#### Selected extract:
★ ★ ★ ★ ★

By Missy Schrott | firstname.lastname@example.org
Washington Metropolitan Area Transit Authority is proposing budget cuts that could result in decreased rail and bus service in Alexandria.
Like most sectors, public transportation has been impacted by the coronavirus. Due to the pandemic-induced revenue decrease, WMATA predicts that it will need to cut $215 million from its fiscal year 2021 budget and between $450 and $470 million from its FY2022 budget.
As a result, WMATA’s midyear budget proposal, which has been approved by the WMATA board for public hearing, recommends eliminating certain bus routes in Alexandria and reducing services.
Specifically, WMATA proposes permanently eliminating the 7W, 8S, 8W, 8Z, 10E, 11Y, 21A, and 21D bus routes. All of these routes are currently suspended because of the pandemic, but the temporary change could become permanent if the budget is approved. The proposal also recommends eliminating NH2 weekend service and reducing service on three routes: the Metroway, 22A and 22F.
WMATA will hold a public hearing on the proposed changes on Oct. 13 at 3 p.m. Speakers who cannot attend the virtual hearing live can also submit audio or video comments. For more information on how to submit comments, go to www.wmata.com/initiatives/budget.
“We highly, highly encourage our residents, if you are interested in any of these bus lines or the other service cuts that may occur, please make sure that your voice is heard during the public commentary time period,” Councilor Canek Aguirre, a representative on the Northern Virginia Transportation Commission, said at the Alexandria City Council legislative meeting Tuesday night.
Aguirre said the city is closely monitoring the situation in hopes of maintaining some of the routes.
Councilor John Chapman requested that Alexandria have a city or council representative speak at the WMATA public hearing.
“I would hope that we would figure out a unified way to send a message to WMATA that we don’t want to lose these particular routes … and then possibly figure out how to have someone speak on the city’s behalf. I would hope that we would do that rather than rely on residents to come out and speak on this,” Chapman said.
Department of Transportation and Environmental Services staff said the city would arrange for a representative to speak.
Councilor Mo Seifeldein expressed skepticism that public input would change the proposal.
“WMATA’s going to come asking for more money [from the city], not a reduction in money, so asking for more money and then reducing the services does not sit well with our constituents,” Seifeldein said. “This is their way of kind of walking us to the guillotine slowly.”

★ ★ ★ ★ ★

#### What you need to do:
In the article on WMATA's proposed budget cuts, on what date and at what time is the public hearing scheduled?

★ ★ ★ ★ ★

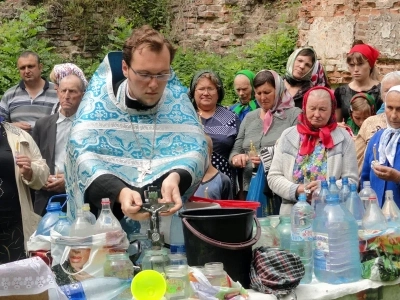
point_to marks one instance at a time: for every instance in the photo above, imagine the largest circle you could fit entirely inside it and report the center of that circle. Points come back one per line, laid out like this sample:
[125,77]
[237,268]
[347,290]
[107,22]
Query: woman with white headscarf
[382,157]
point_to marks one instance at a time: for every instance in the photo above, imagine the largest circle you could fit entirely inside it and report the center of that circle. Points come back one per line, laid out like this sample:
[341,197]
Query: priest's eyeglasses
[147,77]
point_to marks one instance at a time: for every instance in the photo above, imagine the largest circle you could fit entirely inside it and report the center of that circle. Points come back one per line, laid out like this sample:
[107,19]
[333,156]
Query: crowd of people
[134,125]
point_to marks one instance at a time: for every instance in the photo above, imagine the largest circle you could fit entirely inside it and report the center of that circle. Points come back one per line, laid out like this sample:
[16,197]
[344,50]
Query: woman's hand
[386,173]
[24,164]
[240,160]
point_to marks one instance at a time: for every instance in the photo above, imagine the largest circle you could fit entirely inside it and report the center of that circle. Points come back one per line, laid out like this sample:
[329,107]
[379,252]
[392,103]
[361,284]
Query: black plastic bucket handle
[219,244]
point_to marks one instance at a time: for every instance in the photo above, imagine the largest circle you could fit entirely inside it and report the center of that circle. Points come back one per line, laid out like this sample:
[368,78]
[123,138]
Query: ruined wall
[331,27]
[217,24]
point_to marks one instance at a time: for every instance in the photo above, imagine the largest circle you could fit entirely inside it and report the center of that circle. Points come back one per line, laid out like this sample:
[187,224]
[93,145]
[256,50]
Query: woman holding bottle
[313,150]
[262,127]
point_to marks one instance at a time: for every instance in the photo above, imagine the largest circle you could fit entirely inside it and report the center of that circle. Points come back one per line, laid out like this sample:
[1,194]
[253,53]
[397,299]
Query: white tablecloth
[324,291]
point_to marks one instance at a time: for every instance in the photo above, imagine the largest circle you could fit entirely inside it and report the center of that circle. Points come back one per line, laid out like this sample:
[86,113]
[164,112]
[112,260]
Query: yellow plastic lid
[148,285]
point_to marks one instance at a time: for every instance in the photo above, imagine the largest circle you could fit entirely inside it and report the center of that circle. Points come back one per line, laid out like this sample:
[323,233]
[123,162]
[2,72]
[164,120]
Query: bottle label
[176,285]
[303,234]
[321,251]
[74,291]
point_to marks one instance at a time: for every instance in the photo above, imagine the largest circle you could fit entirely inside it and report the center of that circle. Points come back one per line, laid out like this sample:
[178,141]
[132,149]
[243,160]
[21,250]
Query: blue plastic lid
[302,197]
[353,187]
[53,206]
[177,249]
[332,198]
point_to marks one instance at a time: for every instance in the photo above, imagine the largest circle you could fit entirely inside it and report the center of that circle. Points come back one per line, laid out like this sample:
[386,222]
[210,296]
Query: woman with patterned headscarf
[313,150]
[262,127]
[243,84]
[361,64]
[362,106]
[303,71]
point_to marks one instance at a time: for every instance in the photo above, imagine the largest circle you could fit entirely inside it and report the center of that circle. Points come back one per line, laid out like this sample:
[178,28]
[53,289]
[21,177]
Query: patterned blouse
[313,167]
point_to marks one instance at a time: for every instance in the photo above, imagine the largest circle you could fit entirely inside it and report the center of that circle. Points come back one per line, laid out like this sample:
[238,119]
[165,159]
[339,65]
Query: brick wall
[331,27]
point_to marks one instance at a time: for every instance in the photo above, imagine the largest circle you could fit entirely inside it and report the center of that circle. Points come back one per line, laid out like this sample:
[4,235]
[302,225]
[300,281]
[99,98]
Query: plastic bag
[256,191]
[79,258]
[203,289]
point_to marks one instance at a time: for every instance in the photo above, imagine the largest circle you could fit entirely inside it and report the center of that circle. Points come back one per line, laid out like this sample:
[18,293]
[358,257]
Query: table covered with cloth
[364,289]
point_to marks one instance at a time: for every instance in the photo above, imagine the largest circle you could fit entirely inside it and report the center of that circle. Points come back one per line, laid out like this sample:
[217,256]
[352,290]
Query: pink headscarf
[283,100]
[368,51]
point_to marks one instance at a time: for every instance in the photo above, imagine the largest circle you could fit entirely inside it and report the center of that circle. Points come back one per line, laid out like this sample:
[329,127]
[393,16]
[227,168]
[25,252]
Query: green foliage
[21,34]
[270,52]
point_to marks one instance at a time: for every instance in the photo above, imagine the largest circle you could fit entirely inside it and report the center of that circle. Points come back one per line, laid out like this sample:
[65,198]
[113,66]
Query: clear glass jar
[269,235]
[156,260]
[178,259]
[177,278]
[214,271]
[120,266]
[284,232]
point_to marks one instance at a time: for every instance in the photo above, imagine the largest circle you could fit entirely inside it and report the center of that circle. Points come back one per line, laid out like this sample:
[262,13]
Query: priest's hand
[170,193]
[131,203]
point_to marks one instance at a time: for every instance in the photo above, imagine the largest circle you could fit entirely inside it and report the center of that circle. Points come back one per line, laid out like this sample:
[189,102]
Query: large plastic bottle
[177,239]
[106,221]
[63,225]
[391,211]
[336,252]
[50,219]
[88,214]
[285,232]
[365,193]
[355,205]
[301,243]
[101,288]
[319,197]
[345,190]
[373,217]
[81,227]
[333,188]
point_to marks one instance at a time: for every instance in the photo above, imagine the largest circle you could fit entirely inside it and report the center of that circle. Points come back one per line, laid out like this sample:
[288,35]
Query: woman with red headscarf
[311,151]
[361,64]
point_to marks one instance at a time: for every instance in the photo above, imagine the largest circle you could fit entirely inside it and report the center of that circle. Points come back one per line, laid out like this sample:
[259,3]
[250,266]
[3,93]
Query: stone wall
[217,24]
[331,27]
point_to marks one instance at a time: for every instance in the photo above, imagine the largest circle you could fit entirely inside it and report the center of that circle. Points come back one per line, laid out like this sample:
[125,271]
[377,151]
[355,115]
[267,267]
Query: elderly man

★ ★ ★ ★ ★

#### Response area:
Oct. 13 at 3 p.m.